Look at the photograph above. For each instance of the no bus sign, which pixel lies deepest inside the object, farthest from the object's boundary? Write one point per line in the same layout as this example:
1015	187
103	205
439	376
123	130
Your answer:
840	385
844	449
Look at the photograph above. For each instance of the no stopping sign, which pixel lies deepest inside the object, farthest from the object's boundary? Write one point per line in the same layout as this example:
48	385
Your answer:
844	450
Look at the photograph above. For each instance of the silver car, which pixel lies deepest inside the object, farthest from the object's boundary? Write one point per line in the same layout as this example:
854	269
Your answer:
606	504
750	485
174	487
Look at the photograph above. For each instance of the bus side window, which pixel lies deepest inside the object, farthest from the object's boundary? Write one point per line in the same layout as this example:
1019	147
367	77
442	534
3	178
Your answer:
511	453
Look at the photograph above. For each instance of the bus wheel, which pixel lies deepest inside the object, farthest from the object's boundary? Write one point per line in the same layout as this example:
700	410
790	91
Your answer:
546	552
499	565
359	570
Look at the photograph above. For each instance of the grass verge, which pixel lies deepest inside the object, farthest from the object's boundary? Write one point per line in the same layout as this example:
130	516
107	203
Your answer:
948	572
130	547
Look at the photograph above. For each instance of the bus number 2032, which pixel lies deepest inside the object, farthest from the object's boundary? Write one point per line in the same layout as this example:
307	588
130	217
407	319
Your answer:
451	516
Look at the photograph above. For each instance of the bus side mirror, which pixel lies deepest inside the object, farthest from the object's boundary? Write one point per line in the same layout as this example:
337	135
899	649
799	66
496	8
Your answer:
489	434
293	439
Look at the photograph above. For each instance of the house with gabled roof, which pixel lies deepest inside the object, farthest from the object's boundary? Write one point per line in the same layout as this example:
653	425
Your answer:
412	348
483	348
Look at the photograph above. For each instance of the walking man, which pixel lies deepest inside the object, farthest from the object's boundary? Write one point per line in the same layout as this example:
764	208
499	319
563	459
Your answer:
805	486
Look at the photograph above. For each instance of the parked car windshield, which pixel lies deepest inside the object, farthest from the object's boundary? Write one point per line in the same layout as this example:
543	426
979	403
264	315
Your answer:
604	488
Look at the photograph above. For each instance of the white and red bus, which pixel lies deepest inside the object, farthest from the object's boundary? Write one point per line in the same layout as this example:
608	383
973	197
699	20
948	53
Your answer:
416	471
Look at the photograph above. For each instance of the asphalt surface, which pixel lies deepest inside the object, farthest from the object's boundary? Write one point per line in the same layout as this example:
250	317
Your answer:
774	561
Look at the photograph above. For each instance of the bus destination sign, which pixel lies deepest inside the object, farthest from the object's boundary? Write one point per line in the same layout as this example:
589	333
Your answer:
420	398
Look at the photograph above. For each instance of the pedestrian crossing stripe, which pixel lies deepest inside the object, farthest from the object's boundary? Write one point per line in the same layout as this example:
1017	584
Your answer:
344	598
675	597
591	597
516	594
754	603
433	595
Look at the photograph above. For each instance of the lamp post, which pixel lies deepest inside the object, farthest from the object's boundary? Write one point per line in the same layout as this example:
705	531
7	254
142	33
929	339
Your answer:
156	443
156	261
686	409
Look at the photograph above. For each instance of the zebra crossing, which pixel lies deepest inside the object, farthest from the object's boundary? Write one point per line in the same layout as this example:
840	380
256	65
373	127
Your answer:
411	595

-------

Pick each line holding the word "crossing" out of the listing.

EXERCISE ANSWER
Look at the photograph above. For each instance of the pedestrian crossing stripe, which pixel lies deepest inside the object, farthest from the object's boundary? Write one point per line in the same layout as this example:
Look at the photograph above. For each instance of the zebra crossing, which pixel lies deepest inside the object, farthest from the object's boundary? Write one point per line in the same layout as this example:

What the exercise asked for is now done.